*** Opening TEXT UNDER STUDY ***
Quizzing students in his classroom, Waldfogel has determined that there’s a discrepancy of 20% between value given and value received.  This is another way of saying that our gift giving acuity is sufficiently impaired that people prize our gifts dramatically less that we think they will.  We give lamb, they get mutton.  Let’s call the whole thing off.

This really is looking the gift horse in the mouth.  In a normal American Christmas, according to The Economist, retailers make 25% of their yearly sales and 60% of their profits between Thanksgiving and Christmas.

What it ignores is the social point of the exercise.  We give gifts to acknowledge, shape, and celebrate our relationships.  How do gifts work to social effect?  We carry in our heads a set of understandings, cultural understandings, about how the recipient is and what gifts mean.  We use these understandings to fashion a match.  Good matches bring delight and confirmation.  Bad matches try the patience and challenge the relationship.  But so much social value is being created here that economic waste, when this occurs, is modest.

We don’t have good metrics for this social value.  But here’s a laboratory experiment you can try over the holiday season.  Try withholding gifts from someone, and see what difference it makes.  For want of a relatively small amounts of value, our social world can change beyond recognition.  Want to live in soulless social world that Dickens threatens in a Christmas Carol?  Just follow Waldfogel’s advice.

Gary Davies, Manchester Business School, understands this.  He says of Waldfogel’s perspective:

[It’s a] typical economist’s view of an issue where it isn’t the economics that are driving the issue. It’s the social side, the symbolism of the gift. [BBC news magazine, ref. below]

The Economist gets it too.

Gift-giving, some economists think, is a process that adds value to an item over and above what it would otherwise be worth to the recipient. Intuition backs this up, of course. A gift’s worth is not only a function of its price, but also of the giver and the circumstances in which it is given.

Somehow, one feels that if Waldfogel had quizzed his students a little more broadly about gift giving he might have glimpsed the larger significance, the true purpose, of all this “wasteful” spending.
*** Closing TEXT UNDER STUDY ***
*** Opening DATASET EXTRACT ***
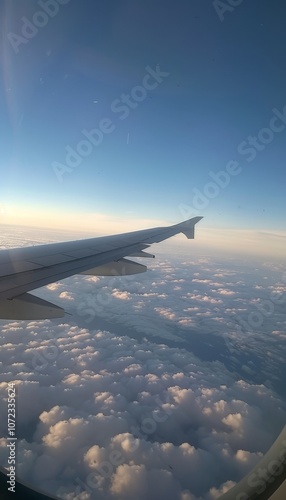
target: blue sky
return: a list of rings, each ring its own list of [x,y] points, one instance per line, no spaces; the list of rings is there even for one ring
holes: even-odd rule
[[[286,118],[269,129],[273,109],[286,107],[281,2],[241,2],[223,21],[213,2],[60,3],[53,17],[39,14],[45,0],[1,7],[1,222],[21,223],[25,211],[39,225],[47,214],[56,223],[199,213],[210,228],[284,230]],[[140,94],[147,67],[166,75]],[[142,99],[121,119],[132,92]],[[105,118],[112,131],[71,172],[58,170]],[[264,144],[238,152],[259,133]],[[230,161],[236,175],[209,191],[210,172]],[[199,208],[198,191],[214,193]]]

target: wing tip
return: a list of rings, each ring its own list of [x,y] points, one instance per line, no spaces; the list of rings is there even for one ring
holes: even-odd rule
[[[178,228],[180,228],[180,232],[183,233],[188,238],[188,240],[193,240],[195,237],[195,225],[201,219],[203,219],[202,216],[193,217],[192,219],[188,219],[178,224]]]

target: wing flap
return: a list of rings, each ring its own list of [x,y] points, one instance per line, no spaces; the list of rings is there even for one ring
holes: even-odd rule
[[[0,301],[13,299],[36,288],[100,266],[110,275],[114,261],[130,255],[147,256],[143,250],[152,243],[171,238],[180,232],[194,237],[194,226],[202,217],[167,227],[143,229],[99,238],[0,251]],[[124,266],[116,272],[123,273]],[[125,273],[144,272],[145,266],[129,263]],[[101,270],[103,272],[103,270]],[[94,271],[95,272],[95,271]]]

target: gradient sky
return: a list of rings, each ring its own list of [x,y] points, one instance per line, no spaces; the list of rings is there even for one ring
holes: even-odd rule
[[[45,20],[41,2],[1,4],[0,222],[199,213],[209,228],[285,230],[286,118],[272,138],[262,132],[269,144],[255,158],[238,152],[286,107],[283,2],[242,2],[223,21],[213,2],[56,5]],[[17,38],[23,16],[45,26]],[[169,75],[122,120],[112,103],[142,85],[147,66]],[[114,130],[60,181],[54,162],[104,118]],[[230,161],[238,175],[208,191],[210,172]],[[214,196],[198,202],[198,190]]]

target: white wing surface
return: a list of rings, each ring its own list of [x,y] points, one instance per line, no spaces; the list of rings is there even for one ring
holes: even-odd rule
[[[201,219],[113,236],[1,250],[0,318],[62,317],[62,308],[28,292],[74,274],[120,276],[144,272],[146,266],[125,257],[154,257],[144,250],[178,233],[194,238],[195,224]]]

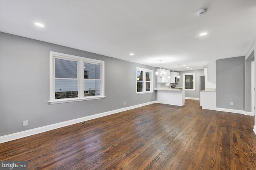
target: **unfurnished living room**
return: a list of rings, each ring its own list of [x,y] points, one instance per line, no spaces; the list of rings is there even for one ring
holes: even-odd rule
[[[256,170],[256,0],[0,0],[0,169]]]

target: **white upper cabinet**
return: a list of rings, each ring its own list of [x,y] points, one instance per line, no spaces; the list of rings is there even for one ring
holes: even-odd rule
[[[165,70],[162,68],[162,70],[166,72],[166,76],[164,77],[157,77],[157,82],[158,83],[169,83],[170,82],[170,79],[168,78],[168,77],[170,75],[170,71],[169,70]],[[160,72],[160,69],[158,69],[157,71]]]
[[[175,82],[175,77],[177,77],[178,75],[179,75],[179,73],[178,72],[175,72],[175,71],[171,72],[171,81],[170,82],[171,83]]]
[[[209,82],[216,82],[216,63],[207,64],[208,80]]]

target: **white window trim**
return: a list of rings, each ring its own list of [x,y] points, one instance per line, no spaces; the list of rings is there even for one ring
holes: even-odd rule
[[[137,70],[142,71],[143,72],[143,80],[142,80],[142,82],[143,82],[143,90],[142,92],[137,92]],[[151,82],[150,84],[150,91],[146,91],[146,72],[150,72],[151,73],[151,76],[150,77]],[[136,94],[145,94],[146,93],[153,93],[154,92],[154,79],[153,79],[153,73],[154,71],[152,70],[149,70],[146,68],[143,68],[139,67],[136,68]],[[148,82],[148,81],[146,81],[146,82]]]
[[[185,76],[187,75],[193,75],[194,78],[193,79],[193,89],[185,89]],[[182,76],[182,85],[183,89],[186,91],[196,91],[196,73],[191,72],[188,73],[183,73]]]
[[[77,98],[68,98],[65,99],[55,99],[55,81],[54,80],[54,57],[59,57],[61,58],[67,60],[72,61],[77,61],[78,62],[78,70],[80,70],[78,73],[79,83],[78,88],[80,90],[78,93]],[[84,93],[83,84],[84,84],[84,70],[82,68],[84,68],[84,62],[86,62],[92,63],[96,63],[100,64],[101,67],[100,69],[100,76],[101,84],[100,87],[101,94],[100,96],[86,96],[84,97]],[[50,104],[56,104],[62,103],[68,103],[70,102],[81,101],[84,100],[92,100],[95,99],[103,99],[106,97],[104,96],[104,62],[101,60],[96,60],[94,59],[89,59],[88,58],[82,57],[81,57],[75,55],[70,55],[66,54],[63,54],[54,51],[50,52],[50,101],[48,103]]]

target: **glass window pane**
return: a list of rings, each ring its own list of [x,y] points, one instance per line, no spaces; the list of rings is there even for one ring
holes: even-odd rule
[[[143,83],[141,82],[137,82],[137,92],[142,92],[143,91]]]
[[[88,78],[88,71],[84,70],[84,78]]]
[[[100,95],[100,80],[84,80],[84,96]]]
[[[90,79],[100,79],[100,65],[98,64],[91,64],[84,63],[84,64],[85,78]],[[85,73],[87,73],[87,78],[85,78]]]
[[[150,72],[146,72],[146,80],[150,81],[150,78],[151,77],[151,73]]]
[[[194,75],[185,75],[185,82],[193,82]]]
[[[193,82],[185,82],[185,89],[193,89]]]
[[[55,80],[55,99],[78,97],[77,80]]]
[[[146,82],[146,91],[150,91],[150,82]]]
[[[77,61],[55,58],[55,77],[77,78]]]
[[[143,80],[143,71],[137,70],[137,80],[142,81]],[[137,91],[137,92],[138,92]]]

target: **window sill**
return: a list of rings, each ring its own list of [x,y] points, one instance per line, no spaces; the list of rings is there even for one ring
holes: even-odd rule
[[[150,91],[150,92],[136,92],[136,94],[145,94],[146,93],[153,93],[153,92],[154,92],[153,91]]]
[[[49,101],[48,102],[48,103],[50,104],[58,104],[59,103],[69,103],[71,102],[79,102],[79,101],[82,101],[84,100],[94,100],[95,99],[104,99],[105,98],[106,96],[100,96],[100,97],[89,97],[86,98],[83,98],[82,99],[72,99],[68,98],[68,99],[64,99],[63,100],[54,100],[52,101]]]

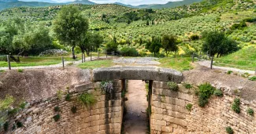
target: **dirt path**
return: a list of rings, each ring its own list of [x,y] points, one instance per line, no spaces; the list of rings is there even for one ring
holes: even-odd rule
[[[125,102],[127,113],[124,118],[124,134],[143,134],[147,132],[148,120],[146,114],[147,101],[145,82],[129,80]]]

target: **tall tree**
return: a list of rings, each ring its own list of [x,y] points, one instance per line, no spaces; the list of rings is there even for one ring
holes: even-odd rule
[[[228,38],[224,32],[219,31],[204,31],[202,33],[204,43],[202,51],[208,53],[210,56],[221,56],[239,49],[238,43]]]
[[[74,5],[64,6],[54,21],[54,31],[57,38],[63,44],[72,47],[72,58],[75,47],[84,38],[88,30],[88,20]]]
[[[178,50],[176,36],[163,35],[161,38],[161,44],[167,56],[170,52],[176,52]]]

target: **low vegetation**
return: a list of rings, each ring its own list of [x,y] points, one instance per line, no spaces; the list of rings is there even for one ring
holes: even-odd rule
[[[240,103],[240,99],[236,98],[232,104],[232,109],[237,114],[239,114],[241,111]]]

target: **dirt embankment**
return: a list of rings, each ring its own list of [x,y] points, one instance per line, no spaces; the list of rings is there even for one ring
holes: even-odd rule
[[[197,85],[210,82],[231,96],[236,94],[246,100],[256,101],[256,81],[239,75],[227,74],[224,71],[210,70],[199,66],[192,71],[184,71],[184,75],[185,82]]]
[[[0,99],[10,95],[17,102],[46,100],[56,95],[58,90],[90,82],[91,78],[90,71],[77,68],[24,70],[21,73],[7,71],[0,73]]]

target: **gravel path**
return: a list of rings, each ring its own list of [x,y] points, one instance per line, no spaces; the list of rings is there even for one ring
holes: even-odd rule
[[[198,63],[201,66],[210,67],[210,60],[198,61],[197,63]],[[236,72],[239,72],[242,74],[244,74],[244,73],[249,73],[250,74],[255,74],[255,71],[254,71],[241,70],[241,69],[237,69],[237,68],[233,68],[233,67],[213,66],[213,68],[217,68],[217,69],[221,69],[221,70],[224,70],[224,71],[236,71]]]
[[[108,56],[110,57],[110,56]],[[100,58],[103,59],[106,58],[106,56],[101,56]],[[97,60],[98,56],[93,56],[91,58],[92,60]],[[85,61],[90,61],[91,58],[87,57],[85,58]],[[81,63],[81,60],[77,61],[65,61],[64,62],[64,66],[67,67],[70,63],[72,63],[72,64],[78,64]],[[62,63],[58,63],[58,64],[53,64],[53,65],[46,65],[46,66],[28,66],[28,67],[11,67],[11,69],[43,69],[43,68],[55,68],[55,67],[62,67]],[[8,70],[8,67],[0,67],[0,70]]]

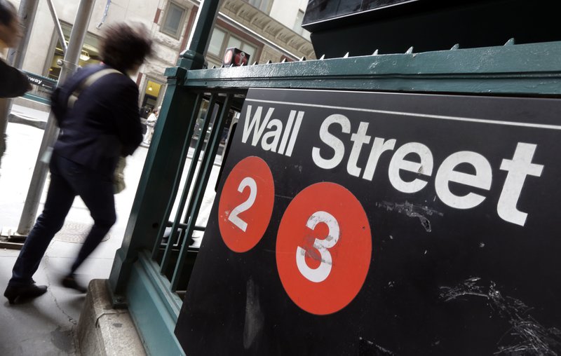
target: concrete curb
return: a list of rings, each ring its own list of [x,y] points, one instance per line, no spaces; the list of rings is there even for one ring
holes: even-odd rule
[[[78,322],[81,355],[146,355],[142,342],[126,309],[114,309],[107,280],[93,280]]]
[[[8,116],[8,122],[13,123],[22,123],[23,125],[29,125],[34,128],[37,128],[41,130],[45,130],[47,126],[47,122],[36,118],[20,116],[15,114],[11,114]]]

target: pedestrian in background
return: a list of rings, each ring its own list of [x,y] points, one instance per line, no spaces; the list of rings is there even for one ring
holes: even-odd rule
[[[54,235],[64,224],[76,196],[89,209],[94,225],[62,286],[85,292],[76,269],[116,220],[114,174],[120,157],[142,140],[135,74],[151,53],[144,26],[109,25],[100,41],[102,63],[79,70],[58,88],[52,109],[60,127],[50,158],[50,184],[44,209],[25,239],[4,296],[11,303],[47,290],[32,279]]]
[[[144,138],[142,139],[142,146],[150,146],[150,142],[152,142],[152,136],[154,135],[154,128],[156,126],[156,121],[158,121],[158,115],[160,114],[160,109],[154,109],[154,111],[150,114],[148,118],[146,119],[146,134]]]
[[[0,53],[15,47],[22,35],[15,7],[6,0],[0,0]],[[0,59],[0,97],[19,97],[30,89],[27,76]]]

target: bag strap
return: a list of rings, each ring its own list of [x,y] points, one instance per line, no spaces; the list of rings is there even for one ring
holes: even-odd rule
[[[111,74],[111,73],[119,73],[119,74],[122,74],[120,71],[116,69],[113,69],[111,68],[107,68],[107,69],[102,69],[100,71],[96,71],[93,74],[88,76],[82,83],[80,83],[79,85],[72,92],[72,94],[68,97],[68,103],[67,104],[67,107],[69,109],[72,109],[74,106],[74,103],[78,98],[80,97],[80,94],[88,87],[90,87],[92,84],[97,81],[98,79],[100,79],[102,77],[107,76],[107,74]]]

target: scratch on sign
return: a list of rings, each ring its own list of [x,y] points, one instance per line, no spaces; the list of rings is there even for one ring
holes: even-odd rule
[[[511,328],[501,338],[495,355],[539,355],[554,356],[561,353],[561,330],[546,328],[527,314],[528,308],[522,301],[509,296],[503,297],[491,282],[488,287],[480,283],[480,278],[471,278],[456,287],[441,287],[440,298],[445,301],[464,296],[485,298],[499,316],[506,320]],[[503,341],[509,335],[510,342]],[[506,345],[505,345],[506,344]]]
[[[426,217],[427,215],[431,216],[433,214],[439,215],[440,217],[444,214],[428,207],[418,205],[417,204],[412,204],[407,200],[403,204],[398,203],[390,203],[384,201],[381,203],[377,203],[376,206],[386,209],[388,211],[393,212],[397,211],[400,214],[405,214],[410,217],[417,217],[421,221],[421,224],[423,226],[426,232],[430,233],[432,231],[431,221]]]

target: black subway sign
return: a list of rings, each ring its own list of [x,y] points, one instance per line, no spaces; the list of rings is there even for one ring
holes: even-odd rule
[[[561,100],[250,90],[188,355],[561,352]]]
[[[38,76],[32,73],[26,72],[27,80],[32,84],[43,88],[49,91],[53,91],[56,88],[56,81],[44,76]]]

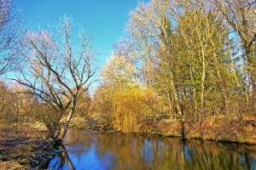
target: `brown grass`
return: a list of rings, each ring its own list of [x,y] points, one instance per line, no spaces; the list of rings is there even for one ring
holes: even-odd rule
[[[30,169],[39,156],[53,150],[45,132],[27,127],[0,130],[1,169]]]

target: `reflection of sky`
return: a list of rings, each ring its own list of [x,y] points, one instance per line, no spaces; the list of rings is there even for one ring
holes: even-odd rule
[[[87,152],[83,152],[80,156],[77,156],[75,152],[69,154],[69,158],[76,169],[107,169],[97,156],[94,145]]]
[[[179,140],[170,139],[169,144],[160,138],[143,138],[120,133],[84,135],[84,132],[79,136],[79,133],[77,131],[68,133],[68,139],[73,143],[66,146],[69,158],[76,169],[115,170],[123,167],[125,169],[197,170],[199,167],[209,169],[212,164],[220,170],[256,169],[255,154],[249,153],[247,160],[245,153],[225,151],[223,148],[218,149],[214,144],[215,147],[212,148],[212,144],[207,146],[197,145],[193,144],[192,142],[184,144]],[[77,141],[77,144],[74,141]],[[68,143],[68,140],[67,142]],[[131,152],[127,153],[129,150],[126,149]],[[236,156],[237,159],[234,159]],[[56,156],[49,162],[49,167],[58,169],[60,164],[61,160]],[[236,168],[236,166],[239,167]],[[70,168],[66,162],[61,169]]]

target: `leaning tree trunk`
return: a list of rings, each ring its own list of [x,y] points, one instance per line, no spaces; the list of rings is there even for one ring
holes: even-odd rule
[[[63,123],[62,127],[61,128],[61,131],[56,138],[58,140],[61,141],[67,133],[68,123],[69,123],[73,115],[74,114],[75,105],[76,105],[76,97],[73,96],[72,105],[71,105],[71,110],[68,112],[66,122]]]

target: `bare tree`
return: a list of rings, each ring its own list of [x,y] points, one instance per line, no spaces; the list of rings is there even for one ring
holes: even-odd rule
[[[15,69],[20,48],[21,21],[12,0],[0,0],[0,76]]]
[[[22,55],[28,68],[21,71],[22,78],[15,79],[51,105],[60,116],[59,121],[68,110],[63,126],[54,135],[60,140],[65,136],[79,98],[88,91],[95,74],[91,61],[96,54],[90,46],[90,38],[85,34],[80,36],[81,48],[78,49],[73,42],[72,26],[72,20],[64,16],[57,29],[61,44],[46,31],[27,33],[26,52]]]

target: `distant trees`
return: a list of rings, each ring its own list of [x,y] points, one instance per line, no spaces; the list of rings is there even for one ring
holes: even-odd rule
*** Closing DATASET EXTRACT ***
**WHAT TO WORK ON**
1 > In the text on gift giving:
(a) What discrepancy between value given and value received did Waldfogel find by quizzing his students?
(b) According to The Economist, what share of yearly sales and of profits do retailers make between Thanksgiving and Christmas?
(c) Which institution is Gary Davies from?
2 > Can you sum up the text on gift giving in two sentences?
3 > Carry on the text on gift giving from its final sentence.

**SOLVED TASKS**
1 >
(a) A discrepancy of 20%.
(b) 25% of yearly sales and 60% of profits.
(c) Manchester Business School.

2 > By quizzing his students, Waldfogel found that people value the gifts they receive 20% less than givers expect, which makes gift giving look economically wasteful. The text argues that this view ignores the social value of gifts, which acknowledge, shape and celebrate relationships, and it notes that Gary Davies and The Economist share that view.

3 >
But of course many economists are tone deaf when it comes to the social and the cultural.  What Adam Smith took out, they will not return to the field of study  Most of the time, this is a spectacularly success trade off.  Excising the social and the cultural from the field of study made certain understandings, and an entire discipline, both possible and productive.

The trick then is for the economist to know where the model works and where it can not.  (There may be a simple answer here.  Waldfogel was at Yale when this work first began, and as readers of this blog have heard before, Yalies are famously obtuse when it comes to certain real world problems.  They spring from the wrong kind of Protestants, I think, to be really world embracing.)

But this is something more at issue here that insisting on paradigmatic boundaries.  As just about anyone under 35 can tell us, the very of a marketplace is being challenged by a new set of ideas, the so called “gift economy.”  As this idea claims more people, it will claim more and larger parts of the economy.  Unless economists wants to watch the problem set disappear like a polar icecap, it’s time to do better than Waldfogel.

References

Anonymous, 2001.  Is Santa a Dead Weight?  The Economist.  December 21.  here.

Cowen, Tyler.  1998.  In praise of commercial culture.  Boston: Harvard University Press.  here.

Davies, Gary.  n.d., Gifts and Giving.  Forthcoming.

McCracken, Grant.  n.d., Christmas Trees.  This Blog.  here.  (for more on an anthropological approach to the season, specifically that spectacularly wasteful object, the Christmas tree)

Rohrer, Finlo.  2009.  Should We Stop Buying Christmas Gifts?  BBC news magazine.  December 3.  here.

Waldfogel, Joel.  1993.  The Deadweight Loss of Christmas”. American Economic Review, December, vol 83, no 5.

Waldfogel, Joel.  2009.  Scroogenomics: Why You Shouldn’t Buy Presents For The Holidays.  On Amazon here.

Wikipedia entry on the gift economy here.

Note: This post was lost due to Network Solutions incompetence some 12 months ago.  It just resurfaced on the net and I am reposted this day Dec. 24, 2010.